- [What to do]:
Copy out the data line by line exactly, from its start to the line bearing "of the photograph", inclusive.

- [Listed records]:
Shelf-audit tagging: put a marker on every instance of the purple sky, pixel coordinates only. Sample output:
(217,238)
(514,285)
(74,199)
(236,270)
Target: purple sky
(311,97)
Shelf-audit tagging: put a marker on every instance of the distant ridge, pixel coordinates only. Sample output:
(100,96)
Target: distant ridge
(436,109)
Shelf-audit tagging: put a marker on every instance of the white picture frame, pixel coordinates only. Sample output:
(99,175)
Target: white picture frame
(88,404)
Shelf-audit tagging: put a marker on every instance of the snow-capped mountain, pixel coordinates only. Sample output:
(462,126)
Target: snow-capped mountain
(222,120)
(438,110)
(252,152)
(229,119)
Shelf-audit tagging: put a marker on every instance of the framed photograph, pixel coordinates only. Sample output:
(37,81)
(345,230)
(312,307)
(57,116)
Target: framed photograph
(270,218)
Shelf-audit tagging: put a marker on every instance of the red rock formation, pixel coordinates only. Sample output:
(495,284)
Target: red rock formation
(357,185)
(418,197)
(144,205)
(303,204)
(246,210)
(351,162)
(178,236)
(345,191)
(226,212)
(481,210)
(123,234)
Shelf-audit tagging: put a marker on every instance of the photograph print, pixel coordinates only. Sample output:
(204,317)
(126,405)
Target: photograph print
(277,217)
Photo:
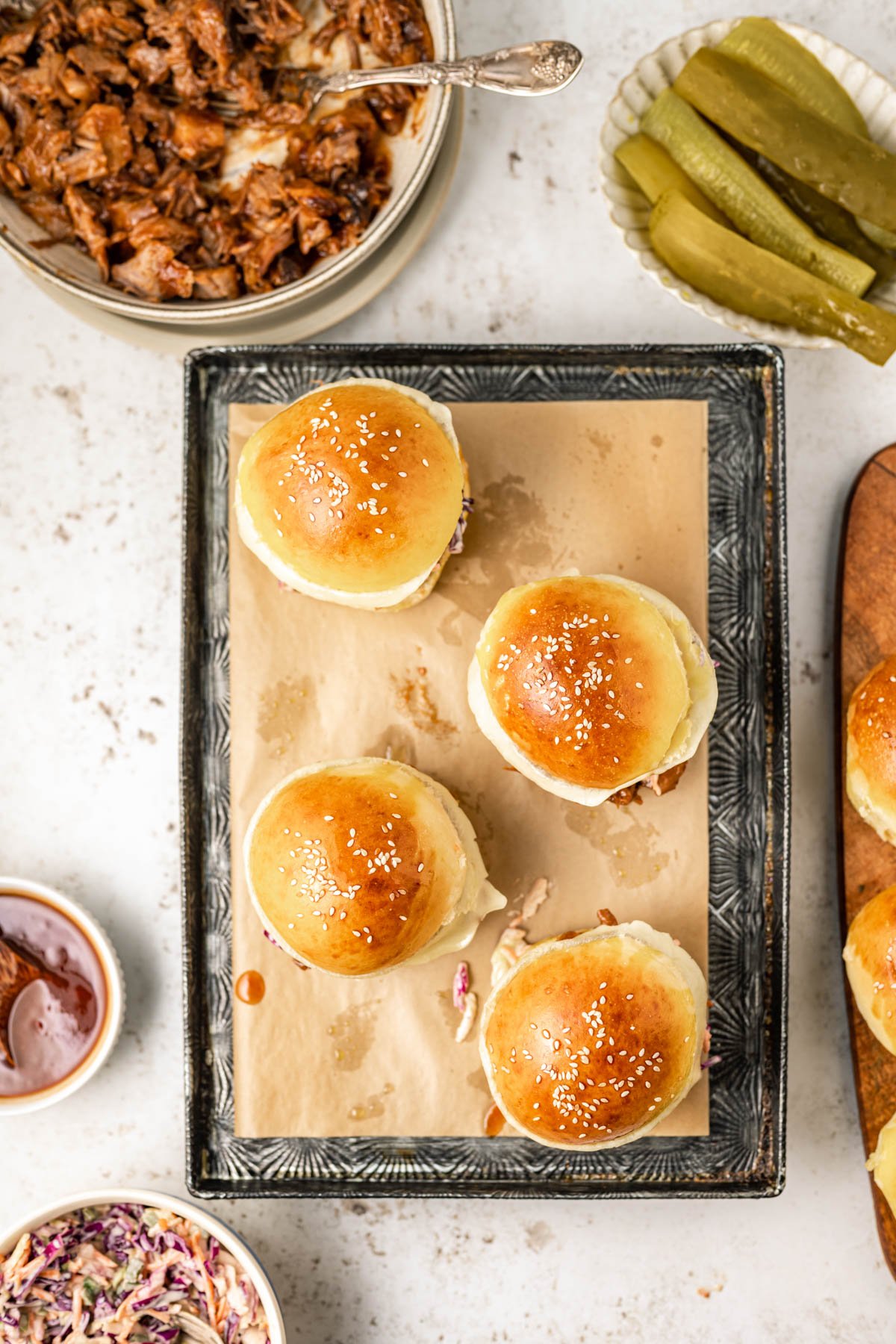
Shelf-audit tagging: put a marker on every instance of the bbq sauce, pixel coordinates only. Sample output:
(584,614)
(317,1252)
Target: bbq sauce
(57,1019)
(494,1122)
(250,988)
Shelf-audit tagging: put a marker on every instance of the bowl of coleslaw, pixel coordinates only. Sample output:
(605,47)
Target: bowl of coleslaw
(127,1263)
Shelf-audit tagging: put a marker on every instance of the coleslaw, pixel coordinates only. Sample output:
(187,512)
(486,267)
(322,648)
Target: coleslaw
(124,1272)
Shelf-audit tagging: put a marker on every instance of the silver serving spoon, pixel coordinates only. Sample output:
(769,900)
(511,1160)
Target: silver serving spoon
(529,70)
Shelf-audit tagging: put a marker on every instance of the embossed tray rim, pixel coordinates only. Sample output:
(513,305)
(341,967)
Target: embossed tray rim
(744,1151)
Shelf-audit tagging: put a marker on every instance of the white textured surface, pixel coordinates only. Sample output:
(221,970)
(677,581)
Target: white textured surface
(89,524)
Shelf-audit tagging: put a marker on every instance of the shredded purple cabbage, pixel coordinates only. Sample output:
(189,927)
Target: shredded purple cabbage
(143,1266)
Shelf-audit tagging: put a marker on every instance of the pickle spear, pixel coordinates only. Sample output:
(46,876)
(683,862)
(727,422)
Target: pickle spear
(855,172)
(762,45)
(829,220)
(765,46)
(655,171)
(743,196)
(756,282)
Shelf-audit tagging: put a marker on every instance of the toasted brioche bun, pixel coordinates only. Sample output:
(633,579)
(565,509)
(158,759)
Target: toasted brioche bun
(359,866)
(883,1163)
(871,749)
(586,685)
(588,1042)
(871,965)
(352,494)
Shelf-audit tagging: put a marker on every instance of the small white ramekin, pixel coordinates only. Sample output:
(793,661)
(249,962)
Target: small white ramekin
(629,210)
(186,1209)
(113,976)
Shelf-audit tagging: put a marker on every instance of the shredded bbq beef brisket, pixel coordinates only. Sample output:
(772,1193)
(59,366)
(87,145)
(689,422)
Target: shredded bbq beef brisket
(94,151)
(659,784)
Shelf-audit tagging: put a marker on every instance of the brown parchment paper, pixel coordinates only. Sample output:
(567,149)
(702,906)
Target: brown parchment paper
(595,487)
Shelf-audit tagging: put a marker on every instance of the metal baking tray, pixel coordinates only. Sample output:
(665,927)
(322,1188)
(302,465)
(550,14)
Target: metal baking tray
(748,780)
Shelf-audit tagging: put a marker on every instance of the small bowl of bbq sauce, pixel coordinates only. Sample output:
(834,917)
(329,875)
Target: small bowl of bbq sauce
(60,996)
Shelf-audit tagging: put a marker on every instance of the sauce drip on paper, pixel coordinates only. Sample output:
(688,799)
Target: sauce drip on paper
(250,988)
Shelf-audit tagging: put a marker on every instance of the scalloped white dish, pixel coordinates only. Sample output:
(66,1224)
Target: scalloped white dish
(629,208)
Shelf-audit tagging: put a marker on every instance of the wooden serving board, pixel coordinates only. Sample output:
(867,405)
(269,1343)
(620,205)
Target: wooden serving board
(867,633)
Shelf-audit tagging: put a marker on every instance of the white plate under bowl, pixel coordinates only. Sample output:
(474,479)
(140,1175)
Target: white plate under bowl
(629,208)
(304,317)
(414,154)
(184,1209)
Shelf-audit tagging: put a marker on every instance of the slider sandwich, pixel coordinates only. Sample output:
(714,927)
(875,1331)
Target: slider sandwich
(356,494)
(591,1039)
(593,685)
(358,867)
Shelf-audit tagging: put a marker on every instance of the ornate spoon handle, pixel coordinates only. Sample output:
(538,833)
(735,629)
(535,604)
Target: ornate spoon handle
(527,70)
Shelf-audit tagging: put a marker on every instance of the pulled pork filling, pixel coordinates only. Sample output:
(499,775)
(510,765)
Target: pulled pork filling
(659,784)
(108,141)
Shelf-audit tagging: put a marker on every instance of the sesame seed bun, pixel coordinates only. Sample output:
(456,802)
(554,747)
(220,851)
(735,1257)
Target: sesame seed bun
(871,749)
(590,1041)
(352,494)
(359,866)
(588,683)
(871,965)
(883,1163)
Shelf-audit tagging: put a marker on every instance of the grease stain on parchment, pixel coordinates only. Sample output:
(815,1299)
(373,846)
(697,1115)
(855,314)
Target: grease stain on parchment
(352,1035)
(281,710)
(626,840)
(414,699)
(508,542)
(374,1107)
(602,444)
(450,1015)
(395,744)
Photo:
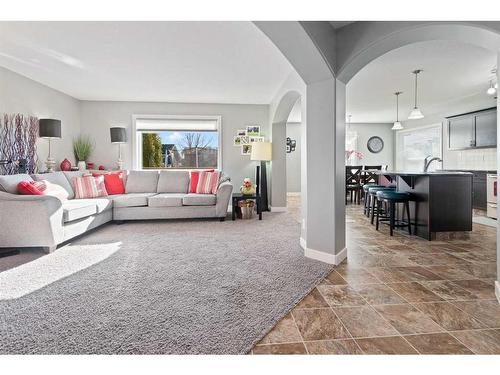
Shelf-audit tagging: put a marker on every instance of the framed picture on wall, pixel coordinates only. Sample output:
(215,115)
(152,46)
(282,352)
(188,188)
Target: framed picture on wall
(256,139)
(253,130)
(246,149)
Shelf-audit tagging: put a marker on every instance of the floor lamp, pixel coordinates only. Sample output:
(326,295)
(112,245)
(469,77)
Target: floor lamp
(49,128)
(118,136)
(263,152)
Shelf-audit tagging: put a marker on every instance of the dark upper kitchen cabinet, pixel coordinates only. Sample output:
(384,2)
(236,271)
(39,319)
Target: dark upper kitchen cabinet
(473,130)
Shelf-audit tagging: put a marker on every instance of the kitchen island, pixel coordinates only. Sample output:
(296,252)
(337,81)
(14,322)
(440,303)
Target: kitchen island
(441,202)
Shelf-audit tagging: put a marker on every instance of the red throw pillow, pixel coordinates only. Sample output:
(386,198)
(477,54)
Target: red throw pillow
(193,181)
(208,182)
(113,182)
(31,187)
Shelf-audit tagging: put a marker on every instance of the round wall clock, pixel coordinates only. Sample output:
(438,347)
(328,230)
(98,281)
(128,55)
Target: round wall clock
(375,144)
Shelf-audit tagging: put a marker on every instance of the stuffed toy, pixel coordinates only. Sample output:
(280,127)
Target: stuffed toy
(247,188)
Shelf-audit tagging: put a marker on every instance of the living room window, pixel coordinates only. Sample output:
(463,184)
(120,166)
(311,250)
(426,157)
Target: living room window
(177,142)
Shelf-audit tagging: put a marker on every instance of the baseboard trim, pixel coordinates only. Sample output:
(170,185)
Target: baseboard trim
(278,209)
(335,259)
(497,290)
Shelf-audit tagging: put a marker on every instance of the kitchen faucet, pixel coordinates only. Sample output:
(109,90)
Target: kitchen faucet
(428,161)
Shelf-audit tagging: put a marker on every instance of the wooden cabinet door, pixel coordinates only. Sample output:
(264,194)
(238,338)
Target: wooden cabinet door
(461,132)
(486,129)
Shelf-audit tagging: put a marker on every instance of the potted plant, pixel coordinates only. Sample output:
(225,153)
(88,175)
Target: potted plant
(82,148)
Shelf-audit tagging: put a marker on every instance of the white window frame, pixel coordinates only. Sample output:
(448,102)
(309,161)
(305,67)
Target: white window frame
(400,133)
(355,136)
(136,144)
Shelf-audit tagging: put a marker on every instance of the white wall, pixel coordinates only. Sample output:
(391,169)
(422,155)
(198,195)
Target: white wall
(98,116)
(19,94)
(293,164)
(365,132)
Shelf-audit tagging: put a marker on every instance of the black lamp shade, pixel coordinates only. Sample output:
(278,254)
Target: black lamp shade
(118,135)
(49,128)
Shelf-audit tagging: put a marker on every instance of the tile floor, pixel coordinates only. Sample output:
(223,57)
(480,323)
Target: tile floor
(400,295)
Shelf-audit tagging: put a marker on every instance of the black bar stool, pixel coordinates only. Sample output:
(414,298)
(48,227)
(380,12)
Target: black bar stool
(366,197)
(372,192)
(391,198)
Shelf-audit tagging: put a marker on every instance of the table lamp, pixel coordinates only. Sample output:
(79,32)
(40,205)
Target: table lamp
(49,128)
(263,152)
(119,136)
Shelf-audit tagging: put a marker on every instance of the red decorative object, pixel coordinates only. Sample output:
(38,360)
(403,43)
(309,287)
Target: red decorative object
(113,182)
(65,165)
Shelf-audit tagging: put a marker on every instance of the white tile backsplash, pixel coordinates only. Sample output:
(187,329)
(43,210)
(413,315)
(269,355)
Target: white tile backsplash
(478,159)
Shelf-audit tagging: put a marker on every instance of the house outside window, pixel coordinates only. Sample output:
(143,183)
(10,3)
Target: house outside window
(177,142)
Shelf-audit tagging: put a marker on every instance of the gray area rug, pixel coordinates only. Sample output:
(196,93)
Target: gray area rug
(169,287)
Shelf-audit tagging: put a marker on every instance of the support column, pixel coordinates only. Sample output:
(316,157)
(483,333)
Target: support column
(497,282)
(325,143)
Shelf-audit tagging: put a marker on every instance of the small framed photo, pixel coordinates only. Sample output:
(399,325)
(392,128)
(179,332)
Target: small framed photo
(246,149)
(253,130)
(256,139)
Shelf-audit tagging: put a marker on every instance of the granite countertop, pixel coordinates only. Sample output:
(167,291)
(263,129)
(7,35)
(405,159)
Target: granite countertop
(434,173)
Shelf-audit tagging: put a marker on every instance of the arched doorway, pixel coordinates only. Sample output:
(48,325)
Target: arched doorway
(326,60)
(278,136)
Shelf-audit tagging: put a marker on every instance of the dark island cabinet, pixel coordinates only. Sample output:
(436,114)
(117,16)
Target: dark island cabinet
(473,130)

- [Result for this exercise]:
Shelf-audit tagging: put a marker on every instance of the purple sky, pixel coordinates only. Sample output:
(217,238)
(514,285)
(74,199)
(236,270)
Target: purple sky
(311,97)
Shelf-audit tagging: put a marker on every instance of the distant ridge, pixel coordinates only. Sample output:
(100,96)
Target: distant ridge
(436,109)
Shelf-audit tagging: put a marker on every instance of the white picture frame, pixel coordinates only. Sample output:
(99,175)
Target: white picture frame
(88,404)
Shelf-audit tagging: put a marker on every instance of the snow-capped mountain, pixel coordinates only. Sample output:
(462,126)
Target: snow-capped mountain
(222,120)
(438,110)
(252,152)
(229,119)
Shelf-audit tagging: put a marker on every instance of the framed photograph, pixel coordinates only. Sample output:
(37,81)
(345,230)
(312,307)
(57,116)
Target: framed photograph
(270,218)
Shelf-audit tagging: put a marker on every instance of the red rock formation, pixel coordinates only. Sample output:
(495,284)
Target: red rock formation
(357,185)
(418,197)
(144,205)
(303,204)
(246,210)
(351,162)
(178,236)
(345,191)
(226,212)
(481,210)
(123,234)
Shelf-audit tagging: put a marker on every instance of the photograph print, pixel coordinates only. Sample output:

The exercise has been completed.